--- Provided passage ---
A Better Story

And other seeds fell into good soil and produced grain, growing up and increasing and yielding thrityfold and sixtyfold and a hundredfold.

Have you ever had a passage from Scripture take on new life? You’ve heard it. You’ve read it. You’ve studied it. But all of a sudden, it becomes the heartbeat of your walk with Jesus. It’s as if the words on the pages of your Bible have floated upward, saturating your mind and heart. It becomes all that you can think about. You read, you pray, you move on. But it continues to tug. 

That has been my experience with the parable of the sower from Mark 4. I’ve been slowly but surely meditating on the Gospel of Mark over the last couple of months. A couple weeks ago, the parable of the sower was up next. I read it. Then read it again. Soon, my colored pens were flying over the text, scribbling and writing, highlighting and circling.  

This passage lodged itself in my heart.

Particularly that last line from Jesus.

The seed that produced fruit. 

Thirtyfold.

Sixtyfold.

A hundredfold. 

Oh how I long to be that seed. Oh how I long to see the church I serve as a pastor become that seed. I long to bear fruit for the Kingdom of God.
--- Given material ---
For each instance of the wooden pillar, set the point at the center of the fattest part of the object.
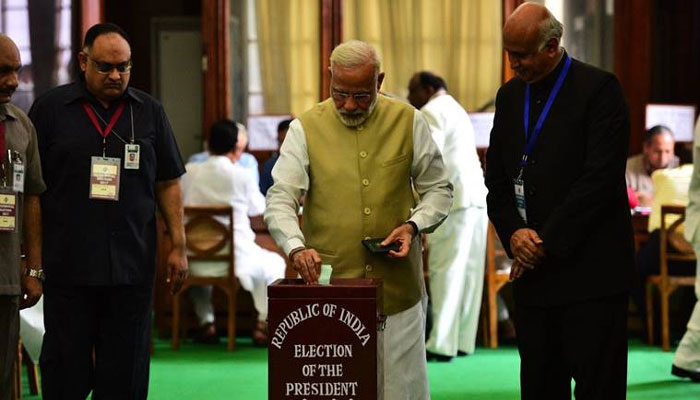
---
What is needed |
How might the reflection on the parable of the sower continue after its final line? Write the next part.

Reply to the task |
Yet, Jesus obviously hit the nail on the head. Spiritual warfare, persecution, worldly cares, wealth, and fleshly desires can destroy any fruitfulness in our lives. Nothing has changed in humanity. It’s still the same obstacles. 

Spiritual warfare is far more real than our little Western minds think it is. I’m not the “there’s a demon behind every tree” guy. But I am the “we have an enemy who doesn’t want us to bear fruit for the Kingdom of God” guy. A couple weeks ago I had five days straight of oppression. No, it wasn’t a demonic presence in the form of some beast on fire in the corner of my bedroom. But it was a weight, a spiritual weight, that I couldn’t shake. I would wake up at 3:45 every morning and not be able to fall back asleep. Instead I just laid there and laid there and laid there. I felt off for days. I neglected to go to God in prayer and instead tried to shoulder it myself. That didn’t work. 

We can fail to be fruitful for the Kingdom because we’ve allowed the enemy of our souls to deceive and demoralize. 

We can also fail to be fruitful for the Kingdom because we’re way too impressed with earth. 

And that’s what I want us to think about. 

What story are we telling in our churches?

Are we telling a better, more fruitful story?

Or are we telling an earthly story? 

You see, what we communicate in our churches matters. 

When we communicate, whether explicitly or implicitly, that Jesus makes your life better, we are setting people up to no longer bear fruit once they face persecution of any kind. 

When we communicate, whether explicitly or implicitly, that this life is about success, accolades, accomplishments, wealth, brands, and followings, then we set people up to fall for the deceitfulness of riches. 

When we communicate, whether explicitly or implicitly, that this life is unbearably hard, and that all that we see is just death and destruction, then we set people up to get distracted by the anxieties and worries of this broken world.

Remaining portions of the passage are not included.